Imagine a world where most of the global adult population consume a gentle, natural, herbal drug every day that contains psychoactive compounds that relax and revive them. It is often consumed in a social ritual of bonding, conversation and empathy. And this is seen as quite unremarkable.
There are occasional reports of scientists discovering surprising health benefits. Although few are that surprised as it is seen in common sense terms as an essential antidote to the alienating speed and pressures of modern life. This makes for household name brands that trade on their ‘niceness’. And with sales running into the billions they can afford to advertise in expensive media like commercial TV. Which is apt because people do love to enjoy this product curled up on the sofa during the ad breaks.
That world already exists. And the product is tea.
Which contains not only caffeine but also theobromine, theophylline and other psychoactive drugs that lead to tea (not coffee) being what is given to shock victims – because of its relaxing properties. Admittedly it’s a mild high. But one people would find hard to do without? Chocolate could be another reference point, containing psychoactive compounds that increase circulation and produce “bliss”. Taken in the heady brews the Mayans used to enjoy, cacao is properly intoxicating. While Casanova was only the first of many to espouse its seductive aphrodisiac properties.
I’ve chosen these reference points (rather than tobacco and alcohol) because they are benign; quite soft, feminine, authentic and in tune with today’s culture of hipster beards and knit your own. Chocolate and tea being benign I suspect is an important marker for marketing cannabis – light years from its edgy criminalized underclass ‘skunk’ image today.
How to market a cannabis-based brand? The core construct of modern marketing is positioning; what do you do for who?
Cannabis I’d argue needs to reposition into middle England; to appeal to middle class adults (the key mass premium lifestyle spenders) and their aging parents. And that’s a much easier task in some ways because those generations had more positive experiences and views of pot in their own youth. Tony Blair may have passed on the spliff in the 1970s but he was a rare square in those times if so. And both age groups are stridently clinging onto their youth, packing out rock concerts with fans at times as old as bands like the Rolling Stones and Spandau Ballet.

DATASET ENTRIES ▸
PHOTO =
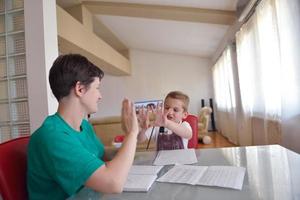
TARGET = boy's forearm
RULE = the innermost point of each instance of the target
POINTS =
(142, 136)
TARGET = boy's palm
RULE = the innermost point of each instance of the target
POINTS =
(129, 119)
(143, 118)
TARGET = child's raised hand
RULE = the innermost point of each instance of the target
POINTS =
(161, 117)
(143, 118)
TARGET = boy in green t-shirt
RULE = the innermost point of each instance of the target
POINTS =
(64, 154)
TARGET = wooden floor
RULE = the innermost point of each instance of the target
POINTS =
(218, 141)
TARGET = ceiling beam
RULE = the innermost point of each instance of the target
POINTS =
(83, 15)
(74, 37)
(162, 12)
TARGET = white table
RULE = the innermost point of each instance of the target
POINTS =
(272, 172)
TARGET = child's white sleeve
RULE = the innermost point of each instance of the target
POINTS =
(154, 134)
(187, 125)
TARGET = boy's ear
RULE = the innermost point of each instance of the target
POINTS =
(79, 89)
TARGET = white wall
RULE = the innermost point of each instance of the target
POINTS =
(41, 50)
(153, 76)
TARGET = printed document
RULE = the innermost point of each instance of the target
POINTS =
(221, 176)
(141, 178)
(178, 156)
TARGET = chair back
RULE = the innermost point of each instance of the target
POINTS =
(13, 169)
(193, 121)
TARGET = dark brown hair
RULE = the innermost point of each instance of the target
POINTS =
(67, 70)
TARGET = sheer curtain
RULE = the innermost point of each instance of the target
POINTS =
(288, 15)
(226, 93)
(259, 70)
(266, 106)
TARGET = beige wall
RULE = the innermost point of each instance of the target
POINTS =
(153, 76)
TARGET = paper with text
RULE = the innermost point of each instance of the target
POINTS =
(141, 177)
(221, 176)
(178, 156)
(145, 169)
(139, 182)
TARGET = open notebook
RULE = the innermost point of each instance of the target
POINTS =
(141, 178)
(220, 176)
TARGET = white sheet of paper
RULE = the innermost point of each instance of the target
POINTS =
(145, 169)
(178, 156)
(221, 176)
(139, 182)
(183, 174)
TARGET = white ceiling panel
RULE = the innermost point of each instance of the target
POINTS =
(169, 36)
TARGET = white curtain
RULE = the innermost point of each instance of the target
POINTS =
(267, 109)
(258, 55)
(226, 94)
(288, 15)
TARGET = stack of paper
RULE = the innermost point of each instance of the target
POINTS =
(221, 176)
(141, 177)
(179, 156)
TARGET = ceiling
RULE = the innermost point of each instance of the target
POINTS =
(174, 27)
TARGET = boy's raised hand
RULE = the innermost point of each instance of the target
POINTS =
(129, 119)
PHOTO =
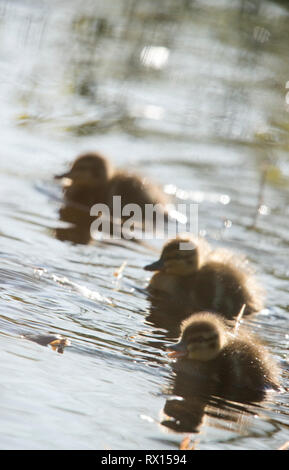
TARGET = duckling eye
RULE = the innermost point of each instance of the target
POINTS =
(202, 339)
(178, 256)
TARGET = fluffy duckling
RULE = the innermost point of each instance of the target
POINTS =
(93, 180)
(207, 348)
(195, 277)
(89, 176)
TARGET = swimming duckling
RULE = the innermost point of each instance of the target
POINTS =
(88, 175)
(194, 277)
(94, 181)
(208, 349)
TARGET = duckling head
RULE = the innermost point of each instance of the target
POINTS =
(179, 257)
(89, 167)
(203, 336)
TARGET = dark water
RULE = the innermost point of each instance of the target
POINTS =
(192, 94)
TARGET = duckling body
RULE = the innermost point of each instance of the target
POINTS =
(93, 180)
(200, 278)
(208, 349)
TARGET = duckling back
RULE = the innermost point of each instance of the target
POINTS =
(134, 190)
(225, 283)
(246, 364)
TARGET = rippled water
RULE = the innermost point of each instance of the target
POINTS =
(192, 94)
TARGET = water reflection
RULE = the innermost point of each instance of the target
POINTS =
(193, 94)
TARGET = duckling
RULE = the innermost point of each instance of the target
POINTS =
(93, 180)
(208, 349)
(193, 277)
(89, 176)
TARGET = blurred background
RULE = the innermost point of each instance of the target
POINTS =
(193, 94)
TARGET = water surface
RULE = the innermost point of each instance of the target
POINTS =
(192, 95)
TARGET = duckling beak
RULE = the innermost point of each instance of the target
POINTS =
(156, 266)
(65, 175)
(178, 350)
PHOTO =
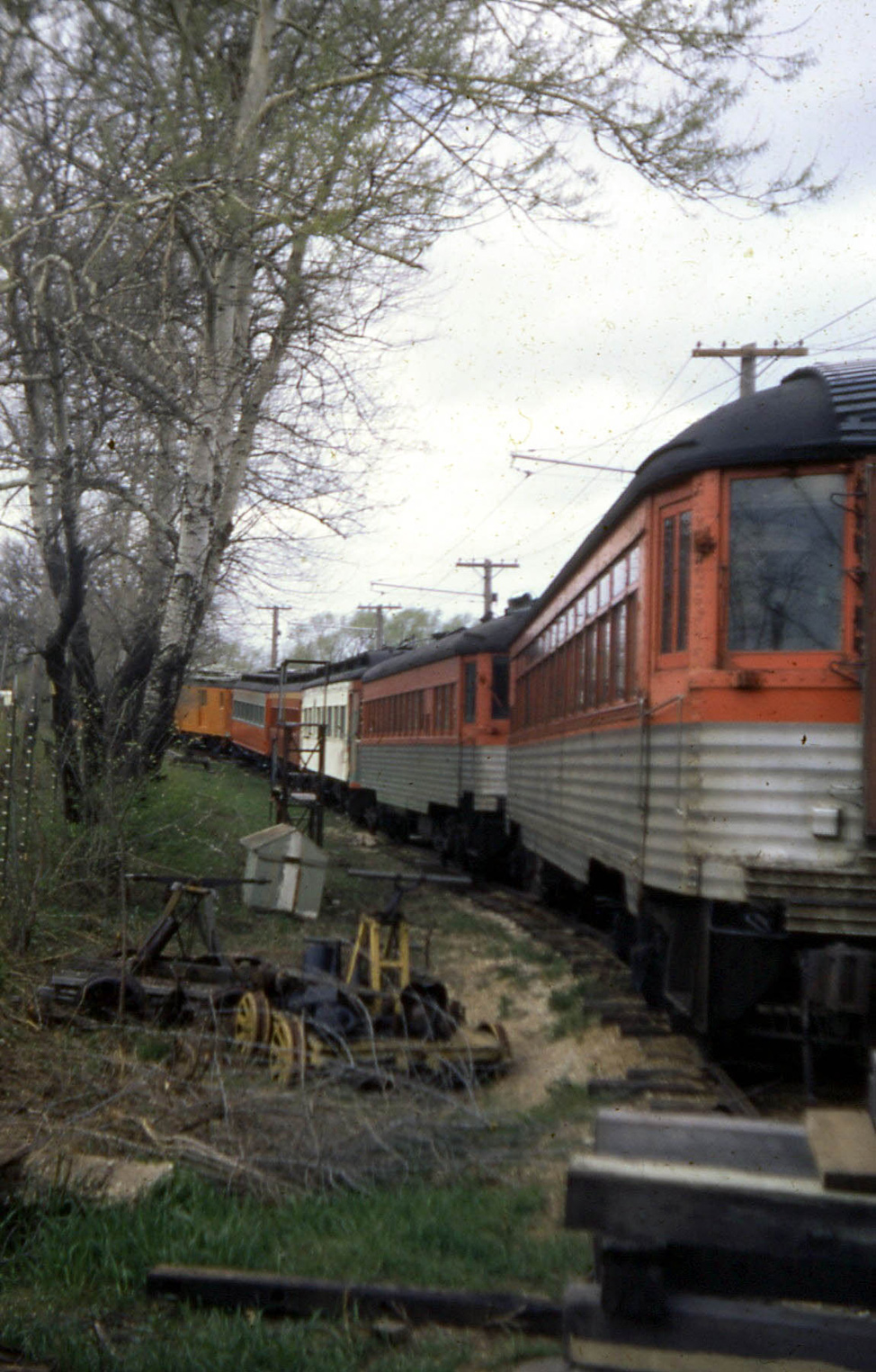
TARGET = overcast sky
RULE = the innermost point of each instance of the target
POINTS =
(575, 342)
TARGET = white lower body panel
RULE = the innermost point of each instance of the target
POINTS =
(719, 812)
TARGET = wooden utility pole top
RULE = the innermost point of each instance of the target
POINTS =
(488, 569)
(379, 611)
(747, 355)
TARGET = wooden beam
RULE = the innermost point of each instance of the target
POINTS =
(714, 1141)
(709, 1335)
(844, 1144)
(654, 1205)
(305, 1296)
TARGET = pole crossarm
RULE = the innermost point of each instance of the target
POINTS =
(747, 354)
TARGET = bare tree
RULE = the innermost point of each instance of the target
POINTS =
(204, 206)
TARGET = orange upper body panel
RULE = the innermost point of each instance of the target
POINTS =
(703, 681)
(204, 711)
(423, 724)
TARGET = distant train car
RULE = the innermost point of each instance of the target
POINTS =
(331, 715)
(256, 713)
(204, 711)
(694, 710)
(434, 740)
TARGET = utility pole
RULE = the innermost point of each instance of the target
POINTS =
(379, 611)
(747, 355)
(274, 637)
(488, 569)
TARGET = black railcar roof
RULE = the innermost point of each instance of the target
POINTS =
(816, 412)
(492, 635)
(350, 668)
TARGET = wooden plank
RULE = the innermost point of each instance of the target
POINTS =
(844, 1144)
(654, 1205)
(713, 1141)
(706, 1335)
(782, 1275)
(305, 1296)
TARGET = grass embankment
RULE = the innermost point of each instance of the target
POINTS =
(73, 1280)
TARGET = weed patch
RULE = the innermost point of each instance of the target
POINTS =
(81, 1267)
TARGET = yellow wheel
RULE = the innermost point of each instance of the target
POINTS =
(288, 1048)
(253, 1019)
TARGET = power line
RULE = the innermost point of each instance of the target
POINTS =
(561, 462)
(432, 590)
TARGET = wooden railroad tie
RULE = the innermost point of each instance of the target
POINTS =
(706, 1227)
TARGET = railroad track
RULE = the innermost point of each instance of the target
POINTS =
(674, 1072)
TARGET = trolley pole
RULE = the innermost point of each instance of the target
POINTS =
(488, 569)
(379, 612)
(747, 355)
(274, 637)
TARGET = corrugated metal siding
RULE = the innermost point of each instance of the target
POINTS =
(577, 799)
(484, 773)
(727, 804)
(412, 776)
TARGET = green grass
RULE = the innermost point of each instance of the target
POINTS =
(72, 1286)
(569, 1006)
(70, 1265)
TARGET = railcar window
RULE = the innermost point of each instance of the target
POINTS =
(786, 563)
(676, 583)
(499, 687)
(595, 666)
(248, 713)
(470, 692)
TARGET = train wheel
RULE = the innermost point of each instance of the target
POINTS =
(253, 1021)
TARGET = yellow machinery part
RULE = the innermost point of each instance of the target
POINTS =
(253, 1019)
(293, 1050)
(288, 1053)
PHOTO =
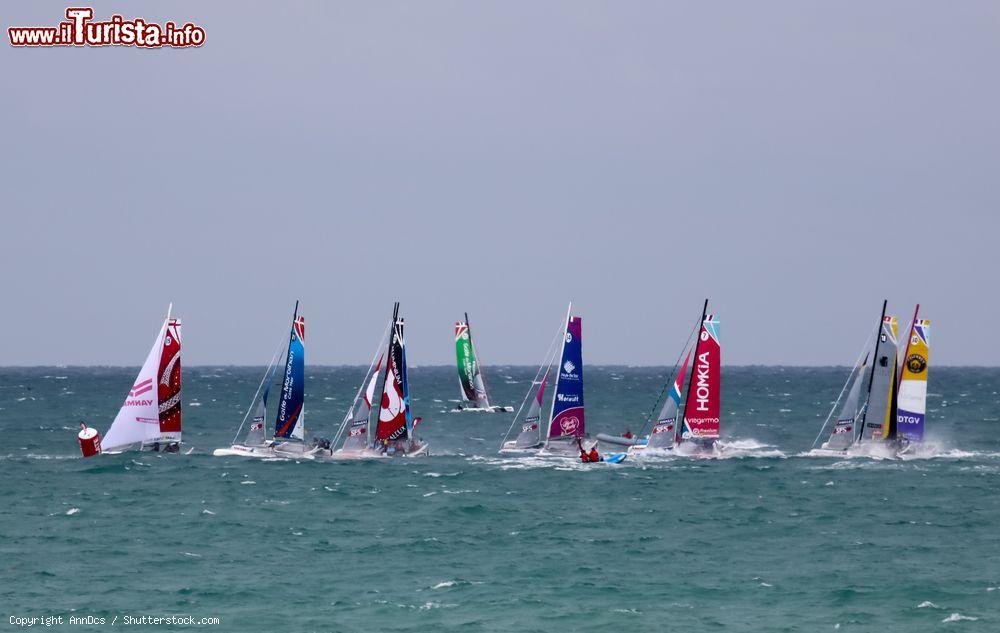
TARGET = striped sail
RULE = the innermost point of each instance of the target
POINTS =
(567, 419)
(882, 395)
(289, 422)
(912, 399)
(529, 434)
(703, 404)
(665, 429)
(842, 435)
(138, 420)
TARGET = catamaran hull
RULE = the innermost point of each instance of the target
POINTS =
(266, 452)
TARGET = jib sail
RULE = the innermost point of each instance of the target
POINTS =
(289, 422)
(662, 435)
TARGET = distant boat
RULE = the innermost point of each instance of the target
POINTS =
(470, 374)
(567, 422)
(151, 414)
(891, 415)
(288, 437)
(700, 425)
(394, 424)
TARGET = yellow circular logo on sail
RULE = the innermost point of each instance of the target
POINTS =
(916, 363)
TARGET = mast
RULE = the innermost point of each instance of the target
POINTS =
(701, 325)
(552, 405)
(871, 376)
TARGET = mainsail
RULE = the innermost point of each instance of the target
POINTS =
(702, 405)
(912, 399)
(470, 375)
(880, 411)
(566, 418)
(357, 433)
(141, 418)
(665, 429)
(289, 421)
(394, 409)
(842, 435)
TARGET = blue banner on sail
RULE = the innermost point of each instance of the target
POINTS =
(567, 406)
(293, 386)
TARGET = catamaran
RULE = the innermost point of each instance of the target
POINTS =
(151, 414)
(891, 418)
(288, 437)
(566, 427)
(394, 425)
(700, 427)
(470, 375)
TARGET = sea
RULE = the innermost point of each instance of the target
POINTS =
(763, 537)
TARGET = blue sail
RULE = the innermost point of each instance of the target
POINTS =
(567, 404)
(289, 420)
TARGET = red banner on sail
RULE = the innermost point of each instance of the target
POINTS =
(169, 379)
(701, 410)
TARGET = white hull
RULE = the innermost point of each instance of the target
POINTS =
(494, 409)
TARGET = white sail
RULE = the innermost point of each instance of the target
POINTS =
(139, 418)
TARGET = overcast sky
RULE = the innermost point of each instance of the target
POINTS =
(796, 162)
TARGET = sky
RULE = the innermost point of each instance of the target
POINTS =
(794, 162)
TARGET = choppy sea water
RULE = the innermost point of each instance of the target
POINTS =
(766, 540)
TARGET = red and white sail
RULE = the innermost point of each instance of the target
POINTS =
(151, 411)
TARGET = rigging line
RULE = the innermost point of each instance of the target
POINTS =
(546, 363)
(857, 362)
(361, 388)
(274, 358)
(669, 383)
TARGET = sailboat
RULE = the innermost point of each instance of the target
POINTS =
(567, 423)
(470, 374)
(891, 417)
(288, 437)
(151, 414)
(394, 424)
(530, 438)
(700, 425)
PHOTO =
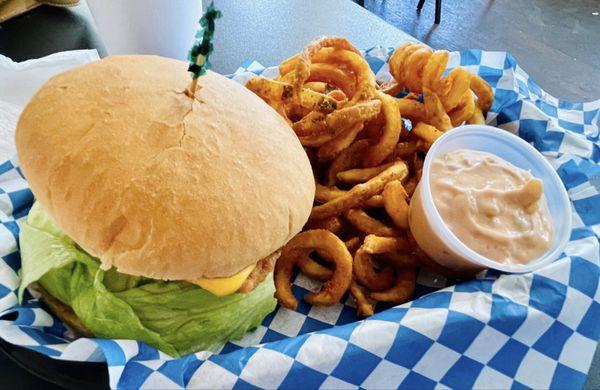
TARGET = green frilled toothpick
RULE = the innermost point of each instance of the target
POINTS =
(202, 49)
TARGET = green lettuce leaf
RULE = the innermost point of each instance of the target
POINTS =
(174, 316)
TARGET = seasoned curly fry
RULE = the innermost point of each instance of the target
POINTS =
(395, 201)
(328, 244)
(271, 90)
(341, 141)
(316, 140)
(391, 88)
(375, 245)
(333, 224)
(305, 59)
(348, 116)
(347, 159)
(364, 308)
(331, 74)
(376, 153)
(360, 192)
(457, 85)
(411, 109)
(367, 224)
(426, 132)
(436, 115)
(365, 86)
(361, 175)
(312, 124)
(317, 86)
(352, 244)
(325, 194)
(312, 269)
(403, 289)
(463, 111)
(352, 130)
(433, 71)
(403, 150)
(368, 276)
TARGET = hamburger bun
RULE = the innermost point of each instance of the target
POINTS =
(159, 184)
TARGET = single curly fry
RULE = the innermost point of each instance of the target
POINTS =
(347, 159)
(312, 124)
(368, 276)
(333, 224)
(358, 113)
(328, 245)
(325, 194)
(364, 308)
(411, 109)
(360, 175)
(403, 289)
(305, 59)
(457, 84)
(464, 110)
(426, 132)
(353, 244)
(309, 267)
(367, 224)
(333, 75)
(391, 88)
(360, 192)
(376, 153)
(436, 115)
(341, 141)
(395, 201)
(312, 269)
(433, 71)
(376, 245)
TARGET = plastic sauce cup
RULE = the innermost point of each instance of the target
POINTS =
(438, 241)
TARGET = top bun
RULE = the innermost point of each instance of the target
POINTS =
(159, 184)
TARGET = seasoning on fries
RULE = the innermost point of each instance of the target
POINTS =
(366, 162)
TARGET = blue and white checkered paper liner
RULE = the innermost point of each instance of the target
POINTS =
(535, 330)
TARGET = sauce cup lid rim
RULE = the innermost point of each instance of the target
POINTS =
(458, 246)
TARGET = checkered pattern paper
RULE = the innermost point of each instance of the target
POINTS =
(536, 330)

TASK DESCRIPTION ▸ Continue the text on marketing cannabis from the point where it stops. This data has no connection to the text on marketing cannabis.

ANSWER TO THIS PROBLEM ▸
To capture this middle class Britain, pot needs to be ‘the next innocent’ – whereas it is currently seen as impure, industrial strength, even dangerous. It also needs to capture the huge medical cannabis market among an ageing population: Projected sales of cannabis for medical use are set to increase to $13.4 billion in 2020 from $3.6 billion in 2015, largely due to demand from an aging population with conditions such as arthritis, Alzheimer’s disease and glaucoma.
In perceptual terms it needs to go from being seen as a drug (illegal, dangerous) to something herbal, natural, normal and even good for you. Which some argue it is.
It just isn’t cool. A generation or two ago smoking a bit of weed was part of the middle class rite of passage; like playing guitar, having dyed hair or traveling. It was all about being a bit Bohemian. At least until graduation. ‘Spliff’ hung on during the rave years, at least in the ‘chillout’ room. But now it is seen (in the guise of “Skunk”) as the choice of the council estate chav. And only encountered by our 30 something core consumer in direly unpleasant situations, such as an Amsterdam stag do. There are few consumer brands (super-strength cider and pound shops spring to mind) with such a downmarket and “shit” image.
The big commercial opportunity is to compete with wine for the dinner party generations. Premium strains, Nespresso style delivery systems… This is where the billions will roll in. Just as mobile operators make most of their income from contract customers in their mid 20s upwards, not from ‘digital native’ younger consumers constrained to ‘pay as you go’. It’s simple arithmetic. Under 30s’ households in the UK spend on average less than £50 per week on food drink alcohol and tobacco – less than any other age group under 70. You can’t even get a credit card usually these days unless you are over 25. Go figure.
It’s also a tenable ethical approach – nobody wants to see 15 year olds being the core target audience for this nascent industry and it is highly likely to have restrictions like those applied to alcohol prohibiting the uses of creative devices in its marketing that appeal to the under 25s. Marketing to their parents will meanwhile probably ensure it is as uncool as ‘dad dancing’.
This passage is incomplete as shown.